STATED PROBLEM >> Copy every line from the one containing "siding in the photo above." through the last line of the records below, both included, and nothing else.

EXERCISE MATERIALS >>
↓
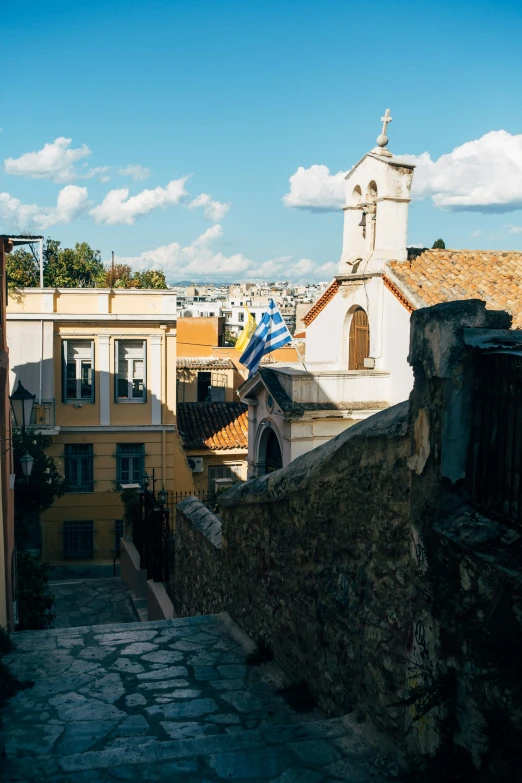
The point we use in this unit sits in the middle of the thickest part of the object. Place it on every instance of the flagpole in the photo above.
(294, 345)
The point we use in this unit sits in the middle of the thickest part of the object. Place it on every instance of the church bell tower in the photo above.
(376, 209)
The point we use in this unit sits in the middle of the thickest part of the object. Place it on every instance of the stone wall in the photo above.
(365, 568)
(315, 561)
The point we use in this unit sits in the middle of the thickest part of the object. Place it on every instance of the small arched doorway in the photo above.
(359, 340)
(274, 458)
(270, 457)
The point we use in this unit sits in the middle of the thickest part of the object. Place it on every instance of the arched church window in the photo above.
(359, 340)
(274, 458)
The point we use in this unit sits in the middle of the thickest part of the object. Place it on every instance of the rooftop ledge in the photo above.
(116, 291)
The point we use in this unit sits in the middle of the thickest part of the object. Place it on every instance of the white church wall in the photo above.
(396, 345)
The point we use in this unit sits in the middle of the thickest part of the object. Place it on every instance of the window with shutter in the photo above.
(78, 376)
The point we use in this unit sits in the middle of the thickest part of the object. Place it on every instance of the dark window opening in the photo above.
(79, 467)
(130, 463)
(204, 383)
(78, 540)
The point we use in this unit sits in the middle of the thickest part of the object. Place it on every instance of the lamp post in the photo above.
(22, 403)
(26, 462)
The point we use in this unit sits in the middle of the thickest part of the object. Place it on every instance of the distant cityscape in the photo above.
(229, 302)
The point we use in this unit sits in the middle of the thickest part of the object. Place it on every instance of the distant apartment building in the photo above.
(102, 364)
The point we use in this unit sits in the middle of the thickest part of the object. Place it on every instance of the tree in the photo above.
(152, 278)
(22, 269)
(117, 276)
(80, 267)
(33, 496)
(43, 486)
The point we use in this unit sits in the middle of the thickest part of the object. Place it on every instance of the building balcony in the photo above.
(334, 386)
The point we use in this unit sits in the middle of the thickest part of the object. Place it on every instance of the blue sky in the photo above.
(239, 95)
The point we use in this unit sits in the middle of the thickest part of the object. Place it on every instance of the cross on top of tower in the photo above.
(382, 139)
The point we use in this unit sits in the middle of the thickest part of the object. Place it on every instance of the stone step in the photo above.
(313, 751)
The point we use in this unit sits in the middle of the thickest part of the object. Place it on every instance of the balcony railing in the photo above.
(43, 417)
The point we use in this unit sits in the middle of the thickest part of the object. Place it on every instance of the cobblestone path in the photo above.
(92, 602)
(167, 701)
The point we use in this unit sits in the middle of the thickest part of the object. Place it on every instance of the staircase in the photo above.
(164, 701)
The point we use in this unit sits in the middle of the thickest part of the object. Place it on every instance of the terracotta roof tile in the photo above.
(447, 275)
(321, 303)
(213, 425)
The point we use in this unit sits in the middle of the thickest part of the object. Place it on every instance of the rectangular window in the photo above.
(130, 371)
(204, 383)
(79, 467)
(78, 540)
(130, 463)
(78, 376)
(118, 534)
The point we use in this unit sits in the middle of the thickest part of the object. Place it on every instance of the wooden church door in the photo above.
(359, 340)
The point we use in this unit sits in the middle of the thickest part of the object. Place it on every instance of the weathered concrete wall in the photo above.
(315, 560)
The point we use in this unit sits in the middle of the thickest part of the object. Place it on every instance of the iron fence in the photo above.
(497, 438)
(151, 534)
(176, 497)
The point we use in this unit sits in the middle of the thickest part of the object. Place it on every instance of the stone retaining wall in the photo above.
(313, 562)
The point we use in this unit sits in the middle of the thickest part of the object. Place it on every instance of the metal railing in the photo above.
(497, 438)
(151, 535)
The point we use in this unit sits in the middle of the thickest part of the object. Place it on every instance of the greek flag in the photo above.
(271, 333)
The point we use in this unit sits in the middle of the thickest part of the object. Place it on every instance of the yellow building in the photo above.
(102, 364)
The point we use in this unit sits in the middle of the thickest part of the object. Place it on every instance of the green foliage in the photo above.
(22, 269)
(44, 485)
(35, 601)
(80, 267)
(150, 279)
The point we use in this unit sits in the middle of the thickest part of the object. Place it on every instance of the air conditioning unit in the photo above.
(196, 464)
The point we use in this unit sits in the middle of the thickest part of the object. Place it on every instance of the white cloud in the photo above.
(484, 175)
(135, 171)
(55, 161)
(200, 261)
(214, 210)
(315, 189)
(72, 202)
(119, 207)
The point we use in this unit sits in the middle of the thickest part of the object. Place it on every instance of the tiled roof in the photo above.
(204, 363)
(448, 275)
(321, 303)
(213, 425)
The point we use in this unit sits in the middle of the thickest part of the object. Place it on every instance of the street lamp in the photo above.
(22, 403)
(26, 462)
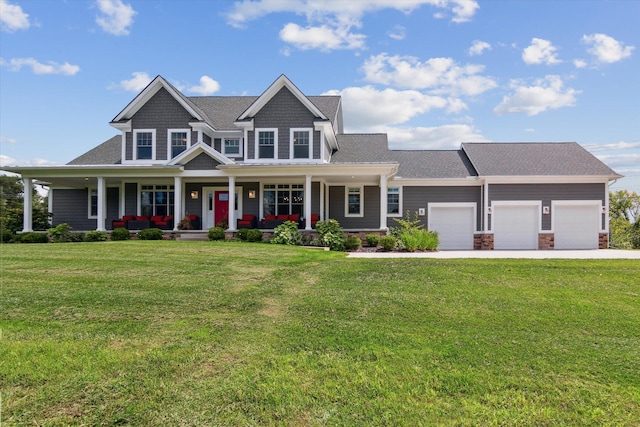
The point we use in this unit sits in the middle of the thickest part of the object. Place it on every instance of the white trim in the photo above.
(346, 201)
(135, 145)
(257, 143)
(292, 145)
(188, 145)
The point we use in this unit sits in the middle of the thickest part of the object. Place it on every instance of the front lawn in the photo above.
(207, 333)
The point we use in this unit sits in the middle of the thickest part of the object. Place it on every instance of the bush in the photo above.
(287, 233)
(331, 234)
(61, 233)
(388, 243)
(352, 243)
(120, 233)
(31, 237)
(95, 236)
(151, 234)
(254, 235)
(373, 240)
(216, 233)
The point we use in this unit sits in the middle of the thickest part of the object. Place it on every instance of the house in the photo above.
(285, 155)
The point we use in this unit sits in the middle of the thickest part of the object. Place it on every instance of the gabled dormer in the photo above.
(284, 126)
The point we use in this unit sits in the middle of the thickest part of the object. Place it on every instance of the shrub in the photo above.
(120, 233)
(95, 236)
(216, 233)
(61, 233)
(287, 233)
(254, 235)
(352, 243)
(151, 234)
(331, 234)
(31, 237)
(373, 240)
(388, 243)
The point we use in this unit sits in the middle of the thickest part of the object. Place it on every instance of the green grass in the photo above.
(208, 333)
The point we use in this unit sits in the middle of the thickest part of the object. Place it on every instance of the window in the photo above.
(266, 141)
(144, 144)
(231, 147)
(393, 201)
(178, 141)
(283, 199)
(156, 200)
(301, 143)
(354, 201)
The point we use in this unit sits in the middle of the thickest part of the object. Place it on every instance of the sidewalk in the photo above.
(551, 254)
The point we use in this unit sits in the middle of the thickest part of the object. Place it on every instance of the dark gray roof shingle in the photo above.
(534, 158)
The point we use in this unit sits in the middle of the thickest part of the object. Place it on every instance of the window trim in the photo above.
(257, 143)
(169, 146)
(292, 146)
(346, 201)
(153, 144)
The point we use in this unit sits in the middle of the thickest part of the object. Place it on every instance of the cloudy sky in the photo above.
(430, 73)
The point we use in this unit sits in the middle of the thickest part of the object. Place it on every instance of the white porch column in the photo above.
(27, 218)
(102, 204)
(383, 202)
(177, 202)
(232, 203)
(307, 202)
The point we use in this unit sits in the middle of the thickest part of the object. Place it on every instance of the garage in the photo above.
(455, 224)
(516, 226)
(576, 225)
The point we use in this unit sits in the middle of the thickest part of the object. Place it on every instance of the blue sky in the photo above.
(430, 73)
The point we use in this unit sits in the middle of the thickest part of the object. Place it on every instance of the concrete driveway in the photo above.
(577, 254)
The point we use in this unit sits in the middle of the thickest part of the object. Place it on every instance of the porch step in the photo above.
(202, 236)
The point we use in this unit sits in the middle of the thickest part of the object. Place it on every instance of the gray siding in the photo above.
(547, 193)
(371, 218)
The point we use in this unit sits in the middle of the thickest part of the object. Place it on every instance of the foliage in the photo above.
(12, 206)
(352, 243)
(287, 233)
(331, 234)
(373, 240)
(120, 233)
(150, 234)
(216, 233)
(388, 242)
(61, 233)
(95, 236)
(254, 235)
(31, 237)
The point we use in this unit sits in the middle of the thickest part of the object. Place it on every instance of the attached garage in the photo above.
(576, 224)
(455, 224)
(516, 225)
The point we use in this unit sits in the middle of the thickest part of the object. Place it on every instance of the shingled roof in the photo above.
(534, 158)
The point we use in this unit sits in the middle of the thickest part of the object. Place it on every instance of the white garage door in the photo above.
(455, 225)
(576, 226)
(516, 226)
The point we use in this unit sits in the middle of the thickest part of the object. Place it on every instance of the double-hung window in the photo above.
(267, 143)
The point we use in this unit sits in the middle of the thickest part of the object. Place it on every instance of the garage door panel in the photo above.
(455, 226)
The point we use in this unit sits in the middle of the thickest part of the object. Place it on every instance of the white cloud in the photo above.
(116, 17)
(12, 17)
(207, 86)
(540, 52)
(546, 94)
(441, 75)
(16, 64)
(323, 37)
(139, 81)
(478, 47)
(606, 49)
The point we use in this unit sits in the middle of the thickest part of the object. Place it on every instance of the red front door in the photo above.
↑
ANSWER TO THE TASK >>
The point we use in this unit sits in the middle of the thickest part of the object. Place it on every instance of the gray siding in the photo above.
(547, 193)
(371, 218)
The point we use in this unit sits in the middle of the thickest part of the object. Place it on every instance of the foliage in the photo above.
(12, 206)
(352, 243)
(287, 233)
(331, 234)
(373, 240)
(120, 233)
(150, 234)
(216, 233)
(388, 242)
(61, 233)
(95, 236)
(254, 235)
(31, 237)
The point we use in this unit sits in the middle of the thickest part of the object. Place it on every instance of the attached garage in the photo above.
(576, 224)
(455, 224)
(516, 225)
The point we use in this unit sits in the middle of the thickest part of the object. Place it on every instance of the shingled roof in the photo above.
(534, 158)
The point we use in this unit sits in the middle of the thickest part of the object. Place it on every instance of the white garage door in the photo above.
(455, 225)
(576, 226)
(516, 226)
The point we use in this unit sits in the middle of the thickest part of the object. Place it on every instance of the double-hung window in the photo above.
(267, 143)
The point we use in this unit sits in the middle of the thickest part of the object. Place it on every instance of the garage door panel in the photo above.
(455, 226)
The point we use in this unit sits in the middle of the thickest part of the object. Place it on every instance of the white cloud in the photo above.
(116, 17)
(12, 17)
(207, 86)
(540, 52)
(546, 94)
(441, 75)
(16, 64)
(323, 37)
(139, 81)
(478, 47)
(606, 49)
The point we use in this unit sits in the middle of the thickest part of the object. Place it on every instance of the red front door in the photo above.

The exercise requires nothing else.